» **Objective**
Return every line of the data below that contains the word "flooded".
=== Task data ===
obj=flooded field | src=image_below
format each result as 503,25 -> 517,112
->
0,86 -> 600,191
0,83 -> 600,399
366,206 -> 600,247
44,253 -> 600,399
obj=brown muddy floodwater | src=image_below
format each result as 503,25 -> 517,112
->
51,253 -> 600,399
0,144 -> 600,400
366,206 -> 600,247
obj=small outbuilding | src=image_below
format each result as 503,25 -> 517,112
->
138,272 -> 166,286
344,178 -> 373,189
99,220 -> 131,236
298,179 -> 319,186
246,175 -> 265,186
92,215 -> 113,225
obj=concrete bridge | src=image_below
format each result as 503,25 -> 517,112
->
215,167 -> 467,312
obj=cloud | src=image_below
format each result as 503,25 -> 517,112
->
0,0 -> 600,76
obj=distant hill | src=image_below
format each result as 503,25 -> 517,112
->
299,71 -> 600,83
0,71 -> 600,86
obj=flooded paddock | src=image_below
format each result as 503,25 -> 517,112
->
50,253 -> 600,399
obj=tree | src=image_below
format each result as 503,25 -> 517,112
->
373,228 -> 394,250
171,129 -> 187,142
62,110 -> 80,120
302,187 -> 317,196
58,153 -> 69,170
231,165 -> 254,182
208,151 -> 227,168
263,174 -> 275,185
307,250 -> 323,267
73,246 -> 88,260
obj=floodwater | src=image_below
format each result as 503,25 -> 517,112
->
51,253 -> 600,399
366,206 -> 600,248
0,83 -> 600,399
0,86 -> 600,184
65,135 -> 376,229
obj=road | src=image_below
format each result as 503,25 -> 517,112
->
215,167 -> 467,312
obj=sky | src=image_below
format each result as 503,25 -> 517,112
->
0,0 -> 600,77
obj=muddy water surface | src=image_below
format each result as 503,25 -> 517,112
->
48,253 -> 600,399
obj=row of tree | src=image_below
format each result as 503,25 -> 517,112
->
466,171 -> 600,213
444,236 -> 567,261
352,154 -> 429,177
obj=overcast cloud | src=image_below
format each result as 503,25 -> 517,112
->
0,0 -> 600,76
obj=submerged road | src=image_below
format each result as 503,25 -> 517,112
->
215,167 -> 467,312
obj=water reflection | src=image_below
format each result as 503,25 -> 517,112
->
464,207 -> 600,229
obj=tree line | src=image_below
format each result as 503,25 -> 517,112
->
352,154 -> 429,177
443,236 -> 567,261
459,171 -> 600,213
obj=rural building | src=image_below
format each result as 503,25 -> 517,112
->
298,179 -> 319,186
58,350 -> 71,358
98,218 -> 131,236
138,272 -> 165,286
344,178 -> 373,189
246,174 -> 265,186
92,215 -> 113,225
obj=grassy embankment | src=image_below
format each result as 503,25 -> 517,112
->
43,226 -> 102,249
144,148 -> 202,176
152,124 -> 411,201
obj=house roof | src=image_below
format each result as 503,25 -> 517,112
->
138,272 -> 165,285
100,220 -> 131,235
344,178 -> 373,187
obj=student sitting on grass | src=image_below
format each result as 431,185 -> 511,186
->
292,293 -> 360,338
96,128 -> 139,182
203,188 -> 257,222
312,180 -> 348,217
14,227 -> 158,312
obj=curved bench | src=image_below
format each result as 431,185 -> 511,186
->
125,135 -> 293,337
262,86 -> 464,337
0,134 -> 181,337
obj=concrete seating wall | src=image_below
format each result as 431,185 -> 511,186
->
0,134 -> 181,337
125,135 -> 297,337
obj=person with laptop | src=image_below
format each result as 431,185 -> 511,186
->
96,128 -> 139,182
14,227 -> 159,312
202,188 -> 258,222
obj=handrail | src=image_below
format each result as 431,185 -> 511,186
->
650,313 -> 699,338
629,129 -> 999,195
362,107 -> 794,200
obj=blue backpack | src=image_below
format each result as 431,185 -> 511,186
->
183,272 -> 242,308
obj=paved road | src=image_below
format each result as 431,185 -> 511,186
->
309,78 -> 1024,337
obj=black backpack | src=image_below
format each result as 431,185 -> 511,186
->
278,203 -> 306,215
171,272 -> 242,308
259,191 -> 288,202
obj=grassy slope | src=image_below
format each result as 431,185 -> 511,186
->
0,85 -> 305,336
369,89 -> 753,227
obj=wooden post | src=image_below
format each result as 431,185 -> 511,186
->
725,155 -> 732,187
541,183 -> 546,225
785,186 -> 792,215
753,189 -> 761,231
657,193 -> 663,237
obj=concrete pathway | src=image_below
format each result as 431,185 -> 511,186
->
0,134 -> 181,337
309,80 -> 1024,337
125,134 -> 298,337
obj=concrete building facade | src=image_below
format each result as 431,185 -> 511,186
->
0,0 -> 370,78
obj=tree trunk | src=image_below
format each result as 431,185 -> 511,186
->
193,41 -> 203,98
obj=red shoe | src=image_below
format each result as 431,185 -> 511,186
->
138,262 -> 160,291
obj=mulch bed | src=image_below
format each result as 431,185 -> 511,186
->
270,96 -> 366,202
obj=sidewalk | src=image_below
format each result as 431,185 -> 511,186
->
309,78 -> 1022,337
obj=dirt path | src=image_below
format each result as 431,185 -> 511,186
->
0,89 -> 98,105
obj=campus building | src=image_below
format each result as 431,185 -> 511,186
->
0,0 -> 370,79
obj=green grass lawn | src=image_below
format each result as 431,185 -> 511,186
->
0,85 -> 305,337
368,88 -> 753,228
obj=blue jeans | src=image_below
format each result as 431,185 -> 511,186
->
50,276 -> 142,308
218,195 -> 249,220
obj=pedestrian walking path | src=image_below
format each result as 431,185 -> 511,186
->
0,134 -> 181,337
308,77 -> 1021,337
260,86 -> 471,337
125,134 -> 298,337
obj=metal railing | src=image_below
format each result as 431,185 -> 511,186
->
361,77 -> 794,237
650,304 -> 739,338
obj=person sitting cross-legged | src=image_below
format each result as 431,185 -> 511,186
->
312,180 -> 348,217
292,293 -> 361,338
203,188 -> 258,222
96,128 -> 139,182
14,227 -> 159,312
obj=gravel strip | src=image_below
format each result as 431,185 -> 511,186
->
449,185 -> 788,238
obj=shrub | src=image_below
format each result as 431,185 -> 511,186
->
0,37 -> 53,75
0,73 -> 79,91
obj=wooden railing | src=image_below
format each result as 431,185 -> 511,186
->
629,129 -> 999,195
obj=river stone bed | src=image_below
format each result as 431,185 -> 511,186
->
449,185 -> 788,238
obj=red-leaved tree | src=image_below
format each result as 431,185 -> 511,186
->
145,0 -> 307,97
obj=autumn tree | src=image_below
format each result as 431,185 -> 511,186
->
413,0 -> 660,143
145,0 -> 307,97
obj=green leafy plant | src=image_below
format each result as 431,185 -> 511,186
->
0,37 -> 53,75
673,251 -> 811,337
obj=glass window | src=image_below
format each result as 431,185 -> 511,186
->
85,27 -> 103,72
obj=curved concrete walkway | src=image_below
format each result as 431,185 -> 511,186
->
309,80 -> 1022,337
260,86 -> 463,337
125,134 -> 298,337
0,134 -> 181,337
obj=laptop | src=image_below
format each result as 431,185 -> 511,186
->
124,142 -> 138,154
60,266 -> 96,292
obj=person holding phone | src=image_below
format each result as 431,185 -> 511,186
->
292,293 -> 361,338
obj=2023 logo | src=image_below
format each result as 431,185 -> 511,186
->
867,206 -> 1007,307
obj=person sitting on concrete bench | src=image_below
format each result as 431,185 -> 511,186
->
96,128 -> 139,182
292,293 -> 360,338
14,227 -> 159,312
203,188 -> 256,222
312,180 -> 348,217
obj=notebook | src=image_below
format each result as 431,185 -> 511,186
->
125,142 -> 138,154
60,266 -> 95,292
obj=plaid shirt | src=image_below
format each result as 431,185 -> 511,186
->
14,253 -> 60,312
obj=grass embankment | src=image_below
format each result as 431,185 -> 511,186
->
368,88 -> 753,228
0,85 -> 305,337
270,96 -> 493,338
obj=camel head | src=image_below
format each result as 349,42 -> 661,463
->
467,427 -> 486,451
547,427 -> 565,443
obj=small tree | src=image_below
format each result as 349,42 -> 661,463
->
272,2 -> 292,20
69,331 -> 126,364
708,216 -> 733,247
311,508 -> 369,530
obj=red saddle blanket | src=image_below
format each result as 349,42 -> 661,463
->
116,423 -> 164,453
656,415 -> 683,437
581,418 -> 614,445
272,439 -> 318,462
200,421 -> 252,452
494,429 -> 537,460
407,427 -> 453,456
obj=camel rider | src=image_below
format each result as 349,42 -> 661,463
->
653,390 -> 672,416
===
» **Correct result**
obj=flooded field | src=image_below
obj=flooded paddock | src=image_below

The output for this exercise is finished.